EXCERPT PROVIDED ->
<<<<
Women With Mild Heart Blockage Report Poorer Health, More Anxiety Than Men
DALLAS, Tex -- February 24, 2017 -- Women with mild blockage of coronary arteries report poorer health, more anxiety, and a more negative outlook than men with the same condition, according to a study published in the journal Circulation: Cardiovascular Quality and Outcomes.
In general, people with non-obstructive coronary artery disease report more anxiety, depression and a negative outlook, what physicians refer to as psychosocial distress, than the general population. Prior to this study, gender disparity had not been investigated.
Because a patient’s perceived health status, psychological distress, and personality are factors that can affect outcomes in patients with coronary artery disease, psychosocial factors serve as proxy risk factors for future cardiovascular events, said senior author Paula M.C. Mommersteeg, PhD, Tilburg University, Tilburg, the Netherlands.
The researchers explored the association between non-obstructive coronary artery disease and psychosocial distress in 523 patients with non-obstructive coronary artery disease aged 52 to 70 years and 1,347 people from the general population matched by age and by sex. All the participants completed questionnaires assessing their physical and mental health, psychological well-being, and personality profile (degree of negative or positive outlook and level of social inhibition).
>>>>
DATA EXTRACT ->
<<<<
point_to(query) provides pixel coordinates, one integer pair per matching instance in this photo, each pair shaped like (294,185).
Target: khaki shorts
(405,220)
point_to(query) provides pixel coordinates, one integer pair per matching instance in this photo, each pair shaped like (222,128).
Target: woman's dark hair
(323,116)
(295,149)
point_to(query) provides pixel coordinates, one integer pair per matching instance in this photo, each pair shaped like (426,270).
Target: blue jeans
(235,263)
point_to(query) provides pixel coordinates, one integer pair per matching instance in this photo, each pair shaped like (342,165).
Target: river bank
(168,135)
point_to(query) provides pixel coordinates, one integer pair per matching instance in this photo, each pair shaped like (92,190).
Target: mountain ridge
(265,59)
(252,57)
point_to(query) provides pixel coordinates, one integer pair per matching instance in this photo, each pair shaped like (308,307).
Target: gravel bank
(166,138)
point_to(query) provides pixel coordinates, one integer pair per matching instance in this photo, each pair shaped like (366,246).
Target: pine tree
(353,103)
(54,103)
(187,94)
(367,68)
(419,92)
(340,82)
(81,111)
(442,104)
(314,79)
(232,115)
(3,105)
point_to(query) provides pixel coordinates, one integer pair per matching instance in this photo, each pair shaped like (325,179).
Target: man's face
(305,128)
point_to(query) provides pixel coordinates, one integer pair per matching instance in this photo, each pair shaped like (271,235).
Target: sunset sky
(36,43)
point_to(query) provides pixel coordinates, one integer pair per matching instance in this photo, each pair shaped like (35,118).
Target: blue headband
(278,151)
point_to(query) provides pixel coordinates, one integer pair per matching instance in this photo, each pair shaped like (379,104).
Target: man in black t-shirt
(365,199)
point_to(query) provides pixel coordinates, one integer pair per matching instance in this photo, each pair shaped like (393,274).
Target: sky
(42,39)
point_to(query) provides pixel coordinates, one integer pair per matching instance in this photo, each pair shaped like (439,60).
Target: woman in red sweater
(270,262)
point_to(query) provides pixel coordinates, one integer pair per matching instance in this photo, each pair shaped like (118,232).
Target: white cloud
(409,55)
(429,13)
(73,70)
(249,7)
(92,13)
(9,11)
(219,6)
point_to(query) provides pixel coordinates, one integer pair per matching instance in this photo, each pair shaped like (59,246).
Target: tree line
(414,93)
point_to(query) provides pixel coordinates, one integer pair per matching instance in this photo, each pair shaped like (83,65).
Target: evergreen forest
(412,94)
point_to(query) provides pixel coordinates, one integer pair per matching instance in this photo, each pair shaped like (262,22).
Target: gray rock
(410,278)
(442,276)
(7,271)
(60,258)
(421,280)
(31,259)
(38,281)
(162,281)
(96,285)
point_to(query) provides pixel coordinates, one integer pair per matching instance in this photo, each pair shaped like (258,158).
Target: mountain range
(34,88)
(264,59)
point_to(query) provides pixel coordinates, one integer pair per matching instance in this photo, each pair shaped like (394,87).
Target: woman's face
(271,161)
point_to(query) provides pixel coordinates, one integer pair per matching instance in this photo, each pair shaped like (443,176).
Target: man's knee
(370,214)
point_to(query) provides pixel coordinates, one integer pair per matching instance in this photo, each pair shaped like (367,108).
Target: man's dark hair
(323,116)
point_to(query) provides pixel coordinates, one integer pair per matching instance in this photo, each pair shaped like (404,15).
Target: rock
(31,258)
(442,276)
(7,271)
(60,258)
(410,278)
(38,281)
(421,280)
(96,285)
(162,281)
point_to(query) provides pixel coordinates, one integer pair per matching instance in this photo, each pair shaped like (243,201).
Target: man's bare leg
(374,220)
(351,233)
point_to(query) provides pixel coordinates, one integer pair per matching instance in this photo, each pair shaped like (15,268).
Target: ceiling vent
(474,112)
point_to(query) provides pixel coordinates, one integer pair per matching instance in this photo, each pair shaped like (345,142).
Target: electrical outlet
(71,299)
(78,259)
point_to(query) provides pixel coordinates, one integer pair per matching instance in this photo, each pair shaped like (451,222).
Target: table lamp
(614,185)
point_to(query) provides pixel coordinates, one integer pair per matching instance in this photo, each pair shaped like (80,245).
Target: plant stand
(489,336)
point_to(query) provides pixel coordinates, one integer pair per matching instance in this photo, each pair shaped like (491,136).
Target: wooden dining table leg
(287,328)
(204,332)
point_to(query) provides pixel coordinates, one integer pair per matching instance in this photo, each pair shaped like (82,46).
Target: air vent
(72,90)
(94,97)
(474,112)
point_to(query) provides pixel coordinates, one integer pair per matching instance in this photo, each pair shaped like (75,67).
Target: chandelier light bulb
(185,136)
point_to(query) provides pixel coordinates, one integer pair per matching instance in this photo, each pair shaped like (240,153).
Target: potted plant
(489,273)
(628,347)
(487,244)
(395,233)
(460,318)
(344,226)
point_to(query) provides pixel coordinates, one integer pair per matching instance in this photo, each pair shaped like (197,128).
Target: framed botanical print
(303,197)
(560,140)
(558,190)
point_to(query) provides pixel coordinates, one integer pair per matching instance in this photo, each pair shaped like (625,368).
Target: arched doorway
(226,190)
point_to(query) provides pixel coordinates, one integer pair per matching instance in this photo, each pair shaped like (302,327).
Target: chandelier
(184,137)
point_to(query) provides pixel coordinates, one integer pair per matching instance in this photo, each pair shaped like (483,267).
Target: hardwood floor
>>>>
REQUIRED WORK ->
**A)** According to the article on mild heart blockage in women and men, how many patients with non-obstructive coronary artery disease did the researchers study?
**B)** Extend the article on mild heart blockage in women and men, picking up after its last sentence.

ANSWERS PROVIDED ->
**A)** 523 patients, aged 52 to 70.

**B)**
Among patients with non-obstructive coronary artery disease, there was a significantly higher prevalence of poor health, anxiety, and type D personality (negative emotions combined with social inhibition) compared with those without the condition.
More physical impairment was reported by women than men, and more psychosocial distress was reported by women.
“We were very intrigued by these sex and gender differences -- we had not thought they would be so apparent,” said Dr. Mommersteeg.
Statistical analysis revealed that these gaps could be explained by several factors related to sex and gender such as societal and cultural norms, age at diagnosis, education level, partner status (married/divorced/widowed/single), employment history, and alcohol use.
The survey and analysis took place as part of the Tweesteden Mild Stenosis (TWIST) study, undertaken to investigate classic and novel risk markers for non-obstructive coronary artery disease.